Selected text
──────

The Holy Mountain presents itself as a great visionary work, whose obsession with Tarot cards, New Age mysticism and spiritual envirionmentalism potentially contains the key to all the mysteries of the universe. Its main protagonist is a Jesus-like figure who in his search for immoratlity meets a man known as the Alchemist, played by Jodorowsky himself. The Alchemist teaches the Jesus-figure how to turn his shit into gold in a sequence that depicts this process as a holy ritual of great spiritual importance. This is not even one the five most ridiculous sequences in the film. How about using real toads and lizards, fully dressed in traditional clothes, to depict the colonisation of the Aztecs by the Spaniards? The 'colonising' animals are brought to the 'battlefield' by a man wearing Nazi symbols, while a German war song is playing on the soundtrack. This mishmash of history continues in the next scnee where we see people dressed like Roman aristocrats sell Christian crosses, while American photojournalists harass Mexican women in the midst of what looks like a junta uprising. In another scene the Jesus-like figure takes on a Buddha pose. 

I think that a lot of this is hot air, but Jodorowsky goes to such great lengths to convince you of some greater meaning that he produces some truly astonishing and unique images and juxtapositions. The film at times plays as a colorful surrealist version of Mel Brooks' History of the World and I liked it way more than the deeply annoying El Topo. John Lennon had a different opinion of that film, and is one of the main reasons The Holy Mountain got made. It's co-produced by Allen Klein, the former manager of The Beatles and The Rolling Stones, and this influence is clearly visible here. Aside from the progressive rock riffs on the soundtrack, and the psychedelic guitar weapons, the film has a proudly anti-authoritarian point of view that comes through even when Jodorowsky embraces his most obfuscating tendencies. Sometimes that leads to on-the-nose satire such as the sequence showing how an unidentified country is producing anti-Peruvian toys and comics to brainwash children into war with Peru. But it sometimes also leads to great dark comedy that hits its targets with stunning precision. The president's financial advisor's story is worth showing to anyone mindlessly venerating the Nate Silvers of the world, but the film's absolute highlight is the architect's presentation, a pitch-perfect parody of puffed up Silicon Valley product reveals.     

Friday, November 5, 2021

182. Black Orpheus

Song - Samba Pa Ti (Carlos Santana)

Movie: Black Orpheus - Orfeu Negro (Marcel Camus, 1959)

Up until the final stretch of the film, there is barely a scene in which we don't hear tambourines and other percussion instruments play bossa nova/samba sounds. The music is relentless, especially in scenes where it is not centered, but just a background hum. It feels almost impossible to shut it off either when Orfeu is playing a beautiful song on the guitar or when a loud plane is passing by. And even when three or four different sounds in a scene intermingle, the Brazilian Carnival music, coming from somewhere offscreen, is inescapable. At a certain point this approach starts to grate; the repetitiveness becomes too much, distracting from everything else that is going on. At the same time, I can't remember seeing another film use music in quite this way and while I didn't partuclarly like it, I was at least fascinated by Camus' single-minded commitment.

The plot is much less inventive. Orfeu is about to get married to Mira, without being over the moon about it. When Euridice comes to his village to visit her niece, it's love at first sight, making Mira jealous. Meanwhile, there is also a masked figure (played by two-time Olympic triple jump champion Adhemar Ferreira Da Silva) who wants to kill Eurydice for unspecified reasons. This is all set against the backdrop of the Rio Carnival and the villagers' preparations for it, which is what gives the film its reason for being. It is highly committed to showing off the clothes, the music and the dances, but if you are looking for dramatic/narrative complexity, this is not where you will find it.

──────

Dataset excerpts on object pointing:
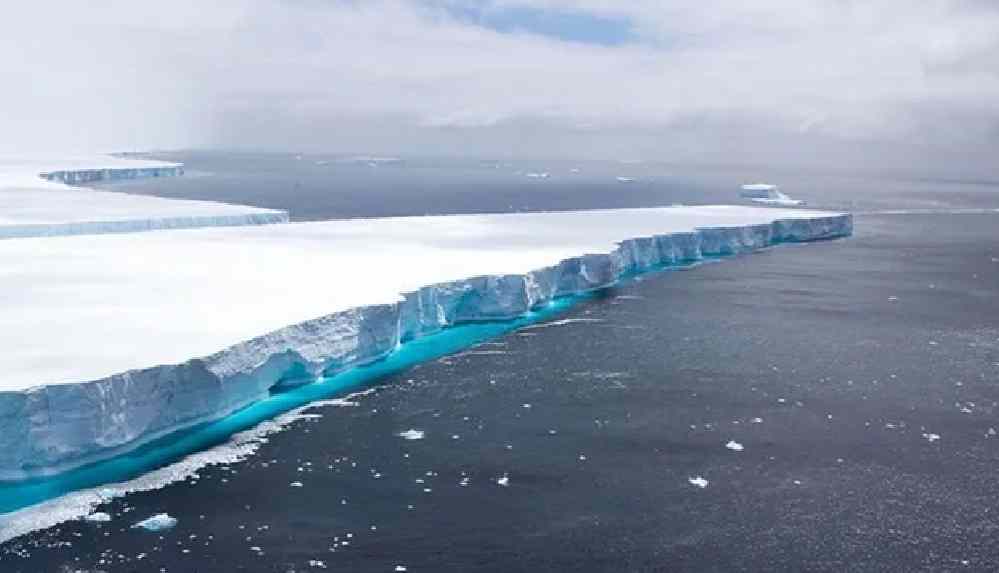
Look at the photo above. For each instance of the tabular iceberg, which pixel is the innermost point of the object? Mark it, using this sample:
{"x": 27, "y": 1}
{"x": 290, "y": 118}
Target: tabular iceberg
{"x": 95, "y": 404}
{"x": 36, "y": 200}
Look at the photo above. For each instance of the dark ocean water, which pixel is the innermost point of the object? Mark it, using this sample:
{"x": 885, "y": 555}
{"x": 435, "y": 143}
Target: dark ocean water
{"x": 860, "y": 378}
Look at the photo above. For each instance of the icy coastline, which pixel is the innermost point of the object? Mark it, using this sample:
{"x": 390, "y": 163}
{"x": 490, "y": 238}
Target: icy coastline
{"x": 95, "y": 175}
{"x": 38, "y": 198}
{"x": 52, "y": 428}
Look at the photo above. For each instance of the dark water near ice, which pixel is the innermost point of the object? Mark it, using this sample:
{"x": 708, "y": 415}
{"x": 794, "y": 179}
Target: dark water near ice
{"x": 834, "y": 365}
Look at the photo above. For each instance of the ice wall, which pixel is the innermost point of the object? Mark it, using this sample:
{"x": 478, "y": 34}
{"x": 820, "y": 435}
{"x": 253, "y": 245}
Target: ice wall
{"x": 151, "y": 223}
{"x": 78, "y": 176}
{"x": 47, "y": 429}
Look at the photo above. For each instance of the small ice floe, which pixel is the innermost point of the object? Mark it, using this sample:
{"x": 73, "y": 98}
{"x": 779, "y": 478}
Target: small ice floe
{"x": 158, "y": 522}
{"x": 698, "y": 481}
{"x": 97, "y": 517}
{"x": 411, "y": 434}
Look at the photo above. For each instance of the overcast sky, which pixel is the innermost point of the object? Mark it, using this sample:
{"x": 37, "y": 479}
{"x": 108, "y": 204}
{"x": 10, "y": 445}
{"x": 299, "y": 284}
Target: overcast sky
{"x": 900, "y": 82}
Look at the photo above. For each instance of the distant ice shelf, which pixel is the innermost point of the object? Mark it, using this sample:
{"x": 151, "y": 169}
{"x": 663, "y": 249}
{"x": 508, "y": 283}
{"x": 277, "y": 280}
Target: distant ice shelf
{"x": 37, "y": 199}
{"x": 111, "y": 340}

──────

Problems to solve
A) Answer these questions from the film reviews:
(i) Who co-produced The Holy Mountain?
(ii) In Black Orpheus, who plays the masked figure who wants to kill Eurydice?
(iii) In The Holy Mountain, who plays the Alchemist?
B) Render the records from the line containing "Look at the photo above. For each instance of the distant" through the end of the records as a numbered list, leaving out blank lines.

Task-by-task solutions
A)
(i) Allen Klein, the former manager of The Beatles and The Rolling Stones.
(ii) Adhemar Ferreira Da Silva, a two-time Olympic triple jump champion.
(iii) Jodorowsky himself.

B)
1. Look at the photo above. For each instance of the distant ice shelf, which pixel is the innermost point of the object? Mark it, using this sample:
2. {"x": 151, "y": 169}
3. {"x": 663, "y": 249}
4. {"x": 508, "y": 283}
5. {"x": 277, "y": 280}
6. Target: distant ice shelf
7. {"x": 37, "y": 199}
8. {"x": 111, "y": 340}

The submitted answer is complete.